Schools are being told that under alert level 3, if a parent or caregiver is still at home children must remain at home.
The update clarifies earlier information from the prime minister about some children returning to schools, once the country enters alert level 3.
Jacinda Ardern announced on Thursday that once the lockdown level changes, early childhood centres and schools would be available up to year 10.
"Attendance is purely voluntary. Our intention is here to create a place for children to go to learn, if their parents need to return to work," she said.
"For children who are able to, we still encourage them to remain home and be part of distance learning."
At the time, the decision was criticised by school principals, who said schools reopening would be a "shambles," with social distancing impossible to enforce.
What does the guidance say?
Additional information provided in guidelines sent to schools by the Ministry of Education now provides more details, restating the need for children to stay at home wherever possible.
Schools and early childhood centres that do reopen will have appropriate measures in place to try to stop any transmission of Covid-19.
This includes limiting pupils to 10 in a group, or 'school bubble', which could then be increased to 20 once all processes are running smoothly.
Under the guidance, early learning centres are advised to increase the room temperature from 16 degrees Celsius to 18C, as well as provide at least 3m per child of indoor space.
Parents are asked to keep sick children at home, and staggered entry and exit times are also recommended.
For schools, specific public health measures are advised, including hand sanitiser available upon entry into classrooms and bathrooms; staggered entry times into classrooms; and contact tracing registers set up.
The advice also directs schools to make children sit in the same seats every day, so that contact tracing is made easier.
In a statement to RNZ, the Secretary for Education, Iona Holsted, said the government has been "very clear that at level 3, parents and caregivers should, where they can, keep their children at home.
"Parents and caregivers best understand their own situation. It is important that schools and early learning centres are physically open for those parents who need them.
"We are working through this with the education sector to find workable solutions."
The president of the Principals Federation, Perry Rush, said the emphasis on students remaining home if possible is sensible.
"That then means that school is open and available to children who need to attend - there could be a variety of young people in that category."
Rush said schools now understand what needs to be done, and will need to undertake planning of their own to find out just which children will be turning up.
"There is a job now for schools to undertake that conversation with their communities to ascertain which children may be in this category, and then of course plan effectively."
Early childhood sector still has questions
The Early Childhood Council said there are still significant questions left unanswered by the Ministry of Education around alert level 3.
The council's chief executive officer, Peter Reynolds, said while it is positive that ideas like staggered pick-up times and social distancing have been abandoned, there are still questions over funding and staffing.
Reynolds said the question of funding for centres is still unresolved especially if they carry on as they have been during the lockdown.
"The approach taken by the Ministry of Education was to effectively provide the subsidies on the basis of enrolment data, rather than attendance, that's worked okay for the past four weeks.
"But what's going to happen when level 3 comes along, and it's sort of like this partial opening process - what happens to the government funding? Are they going to fund on the basis of enrolment as they did before?"
He said he wants to work with both Public Health and the ministry around finding solutions.

[Material provided]
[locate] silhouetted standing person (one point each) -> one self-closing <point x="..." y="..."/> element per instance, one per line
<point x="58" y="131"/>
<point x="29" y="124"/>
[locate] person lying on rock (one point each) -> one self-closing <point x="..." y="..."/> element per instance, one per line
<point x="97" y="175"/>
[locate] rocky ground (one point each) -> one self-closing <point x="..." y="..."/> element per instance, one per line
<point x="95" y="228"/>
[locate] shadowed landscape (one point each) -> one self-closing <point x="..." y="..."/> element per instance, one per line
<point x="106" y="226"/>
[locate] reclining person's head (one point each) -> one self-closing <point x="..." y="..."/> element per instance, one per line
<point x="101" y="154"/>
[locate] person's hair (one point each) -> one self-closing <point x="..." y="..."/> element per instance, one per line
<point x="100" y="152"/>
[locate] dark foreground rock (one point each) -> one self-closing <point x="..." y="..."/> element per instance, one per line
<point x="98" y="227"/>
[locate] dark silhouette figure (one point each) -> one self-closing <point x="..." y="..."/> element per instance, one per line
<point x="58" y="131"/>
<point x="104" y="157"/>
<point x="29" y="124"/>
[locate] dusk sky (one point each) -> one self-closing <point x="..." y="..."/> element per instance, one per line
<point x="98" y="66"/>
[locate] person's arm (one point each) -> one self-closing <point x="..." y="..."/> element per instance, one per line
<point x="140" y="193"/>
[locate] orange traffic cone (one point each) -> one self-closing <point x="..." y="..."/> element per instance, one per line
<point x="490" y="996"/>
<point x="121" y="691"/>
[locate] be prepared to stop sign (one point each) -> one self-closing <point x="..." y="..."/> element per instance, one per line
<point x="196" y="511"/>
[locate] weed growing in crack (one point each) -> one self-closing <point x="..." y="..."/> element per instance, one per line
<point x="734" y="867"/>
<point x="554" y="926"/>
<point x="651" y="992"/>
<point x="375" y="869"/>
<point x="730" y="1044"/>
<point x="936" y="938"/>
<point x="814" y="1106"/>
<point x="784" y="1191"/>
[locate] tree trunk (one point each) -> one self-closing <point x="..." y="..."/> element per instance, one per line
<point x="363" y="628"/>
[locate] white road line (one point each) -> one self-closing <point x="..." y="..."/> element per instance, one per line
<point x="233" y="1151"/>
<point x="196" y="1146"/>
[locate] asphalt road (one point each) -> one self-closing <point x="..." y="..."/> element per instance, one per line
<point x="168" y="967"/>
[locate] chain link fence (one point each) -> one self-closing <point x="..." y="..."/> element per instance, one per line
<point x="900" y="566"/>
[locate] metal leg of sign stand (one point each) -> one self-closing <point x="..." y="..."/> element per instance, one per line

--

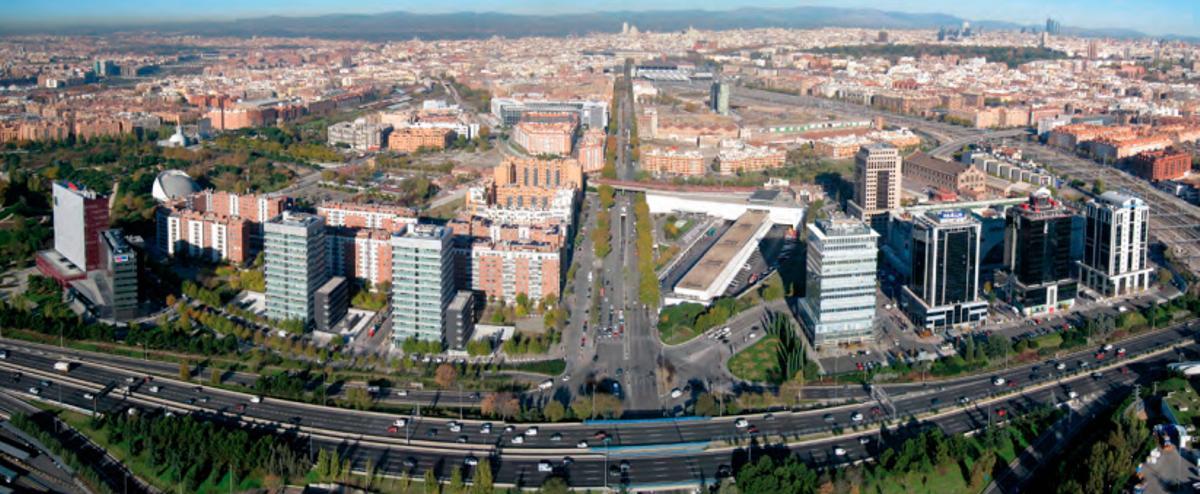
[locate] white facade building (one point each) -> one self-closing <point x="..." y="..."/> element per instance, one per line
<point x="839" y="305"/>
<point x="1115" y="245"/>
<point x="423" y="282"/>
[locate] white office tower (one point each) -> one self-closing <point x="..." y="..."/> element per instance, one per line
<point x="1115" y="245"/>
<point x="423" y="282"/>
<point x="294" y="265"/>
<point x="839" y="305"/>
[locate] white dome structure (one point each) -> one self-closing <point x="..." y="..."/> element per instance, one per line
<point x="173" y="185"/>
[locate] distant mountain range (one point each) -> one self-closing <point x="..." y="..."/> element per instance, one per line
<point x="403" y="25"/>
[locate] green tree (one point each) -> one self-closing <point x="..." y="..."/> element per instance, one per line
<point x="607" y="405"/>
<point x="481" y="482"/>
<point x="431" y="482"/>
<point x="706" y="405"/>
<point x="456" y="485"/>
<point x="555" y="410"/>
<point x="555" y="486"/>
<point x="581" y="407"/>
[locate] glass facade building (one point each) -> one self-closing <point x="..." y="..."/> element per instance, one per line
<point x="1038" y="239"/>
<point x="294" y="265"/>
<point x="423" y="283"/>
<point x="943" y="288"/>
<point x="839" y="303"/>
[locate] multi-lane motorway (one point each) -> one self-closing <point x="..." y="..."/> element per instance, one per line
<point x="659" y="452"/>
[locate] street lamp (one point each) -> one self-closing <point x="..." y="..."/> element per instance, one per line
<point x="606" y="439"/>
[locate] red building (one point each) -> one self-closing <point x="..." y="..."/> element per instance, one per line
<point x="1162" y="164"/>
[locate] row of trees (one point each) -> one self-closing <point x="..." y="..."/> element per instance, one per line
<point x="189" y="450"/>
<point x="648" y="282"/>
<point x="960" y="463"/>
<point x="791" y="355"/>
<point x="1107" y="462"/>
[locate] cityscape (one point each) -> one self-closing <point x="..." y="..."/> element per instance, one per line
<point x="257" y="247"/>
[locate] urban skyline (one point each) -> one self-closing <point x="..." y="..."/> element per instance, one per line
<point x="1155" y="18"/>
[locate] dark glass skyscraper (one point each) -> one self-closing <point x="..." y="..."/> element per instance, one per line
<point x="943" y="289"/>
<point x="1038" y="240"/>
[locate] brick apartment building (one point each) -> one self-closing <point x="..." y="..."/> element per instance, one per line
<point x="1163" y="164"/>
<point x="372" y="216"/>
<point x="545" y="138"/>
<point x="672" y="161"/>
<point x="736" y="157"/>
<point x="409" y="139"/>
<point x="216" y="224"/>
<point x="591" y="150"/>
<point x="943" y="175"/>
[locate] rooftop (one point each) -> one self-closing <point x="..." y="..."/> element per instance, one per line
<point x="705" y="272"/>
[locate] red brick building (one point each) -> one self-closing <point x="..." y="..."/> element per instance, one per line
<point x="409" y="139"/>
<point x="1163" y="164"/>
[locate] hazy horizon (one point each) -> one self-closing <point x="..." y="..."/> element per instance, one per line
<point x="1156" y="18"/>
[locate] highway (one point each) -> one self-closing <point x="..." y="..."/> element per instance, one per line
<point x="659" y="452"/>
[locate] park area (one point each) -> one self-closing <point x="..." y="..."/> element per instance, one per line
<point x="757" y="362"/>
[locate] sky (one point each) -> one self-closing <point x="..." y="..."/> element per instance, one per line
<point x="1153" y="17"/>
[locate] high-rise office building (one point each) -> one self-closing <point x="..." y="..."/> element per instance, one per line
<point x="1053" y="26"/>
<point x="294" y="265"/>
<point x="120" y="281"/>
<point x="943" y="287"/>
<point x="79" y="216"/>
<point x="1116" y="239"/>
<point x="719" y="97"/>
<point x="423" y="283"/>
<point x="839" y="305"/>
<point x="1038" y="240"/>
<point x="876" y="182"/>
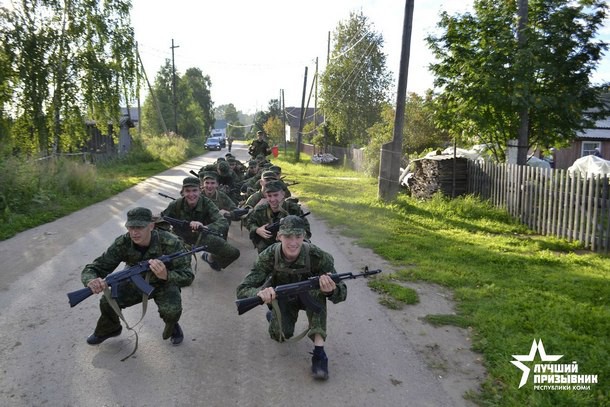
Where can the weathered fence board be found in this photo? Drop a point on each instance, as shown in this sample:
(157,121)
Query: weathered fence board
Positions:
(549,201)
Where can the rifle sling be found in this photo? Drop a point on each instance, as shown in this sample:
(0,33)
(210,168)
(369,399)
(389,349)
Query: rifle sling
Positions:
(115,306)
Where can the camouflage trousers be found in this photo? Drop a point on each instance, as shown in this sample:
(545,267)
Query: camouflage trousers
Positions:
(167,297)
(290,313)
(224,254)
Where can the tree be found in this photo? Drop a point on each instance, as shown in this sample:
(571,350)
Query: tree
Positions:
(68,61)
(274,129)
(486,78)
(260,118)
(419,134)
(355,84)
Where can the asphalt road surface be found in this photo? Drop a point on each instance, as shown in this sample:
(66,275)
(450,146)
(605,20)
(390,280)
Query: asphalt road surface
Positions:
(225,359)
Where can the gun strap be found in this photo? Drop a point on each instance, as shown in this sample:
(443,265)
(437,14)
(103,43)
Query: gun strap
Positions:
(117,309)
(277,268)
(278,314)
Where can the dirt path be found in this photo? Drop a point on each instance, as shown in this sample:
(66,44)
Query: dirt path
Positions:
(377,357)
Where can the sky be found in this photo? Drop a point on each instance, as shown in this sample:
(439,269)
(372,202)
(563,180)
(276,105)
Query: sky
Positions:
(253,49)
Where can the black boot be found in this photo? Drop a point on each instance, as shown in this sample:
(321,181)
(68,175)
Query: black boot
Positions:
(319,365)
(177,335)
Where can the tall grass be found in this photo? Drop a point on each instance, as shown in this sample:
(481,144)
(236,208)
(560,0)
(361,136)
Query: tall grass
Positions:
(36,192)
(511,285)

[What you need to do]
Please copy out the alert level 3 schools article starting with "What does the" and going on through "are also recommended.", changing "staggered entry and exit times" to "staggered arrival and departure times".

[Task result]
What does the guidance say?
Additional information provided in guidelines sent to schools by the Ministry of Education now provides more details, restating the need for children to stay at home wherever possible.
Schools and early childhood centres that do reopen will have appropriate measures in place to try to stop any transmission of Covid-19.
This includes limiting pupils to 10 in a group, or 'school bubble', which could then be increased to 20 once all processes are running smoothly.
Under the guidance, early learning centres are advised to increase the room temperature from 16 degrees Celsius to 18C, as well as provide at least 3m per child of indoor space.
Parents are asked to keep sick children at home, and staggered arrival and departure times are also recommended.